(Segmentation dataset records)
━━━━━━━━━━━━━━━━━━━━━━━━━━━━━━
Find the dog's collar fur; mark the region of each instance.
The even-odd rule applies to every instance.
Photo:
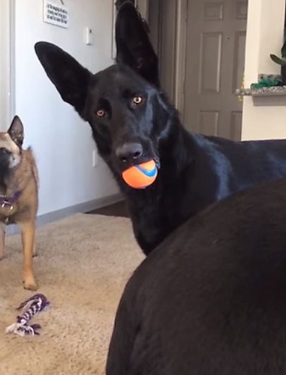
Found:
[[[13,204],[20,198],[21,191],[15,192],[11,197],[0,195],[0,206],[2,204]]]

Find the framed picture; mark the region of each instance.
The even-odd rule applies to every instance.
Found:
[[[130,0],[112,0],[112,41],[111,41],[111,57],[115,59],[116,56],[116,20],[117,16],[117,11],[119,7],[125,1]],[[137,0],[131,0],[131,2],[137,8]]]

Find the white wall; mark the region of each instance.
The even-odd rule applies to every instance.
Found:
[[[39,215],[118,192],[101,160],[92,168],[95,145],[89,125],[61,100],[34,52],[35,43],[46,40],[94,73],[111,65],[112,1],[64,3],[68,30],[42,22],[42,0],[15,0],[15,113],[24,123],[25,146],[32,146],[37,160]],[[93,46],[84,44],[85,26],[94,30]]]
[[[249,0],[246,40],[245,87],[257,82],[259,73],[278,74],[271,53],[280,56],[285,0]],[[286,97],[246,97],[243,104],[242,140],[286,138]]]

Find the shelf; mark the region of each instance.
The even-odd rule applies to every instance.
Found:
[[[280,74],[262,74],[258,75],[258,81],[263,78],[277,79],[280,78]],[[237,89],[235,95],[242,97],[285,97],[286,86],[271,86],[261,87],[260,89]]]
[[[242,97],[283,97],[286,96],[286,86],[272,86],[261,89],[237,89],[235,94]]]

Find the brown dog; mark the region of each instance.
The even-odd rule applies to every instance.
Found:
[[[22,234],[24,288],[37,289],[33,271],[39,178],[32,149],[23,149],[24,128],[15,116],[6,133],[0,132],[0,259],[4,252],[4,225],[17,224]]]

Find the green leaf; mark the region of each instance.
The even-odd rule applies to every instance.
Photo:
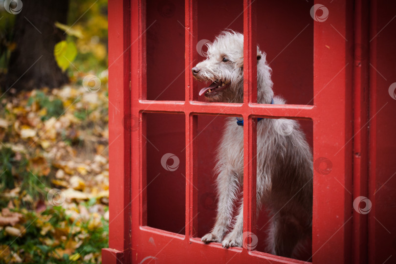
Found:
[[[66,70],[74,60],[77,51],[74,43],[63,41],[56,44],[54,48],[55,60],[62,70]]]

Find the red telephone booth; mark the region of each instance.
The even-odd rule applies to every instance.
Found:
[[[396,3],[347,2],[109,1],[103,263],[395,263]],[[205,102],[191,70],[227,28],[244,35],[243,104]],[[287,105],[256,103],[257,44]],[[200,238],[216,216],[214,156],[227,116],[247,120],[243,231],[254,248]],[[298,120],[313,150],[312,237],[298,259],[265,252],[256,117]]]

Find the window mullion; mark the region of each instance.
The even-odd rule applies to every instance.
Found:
━━━━━━━━━━━━━━━━━━━━━━━━━━━━━━
Set exercise:
Copy the lines from the one containing "Find the window" through the end of the records, inclusive, switching "mullion" to "frame" and leaving all else as it stands.

The answer:
Find the window frame; mark the region of each instance.
The even-odd rule applies to every instance.
Found:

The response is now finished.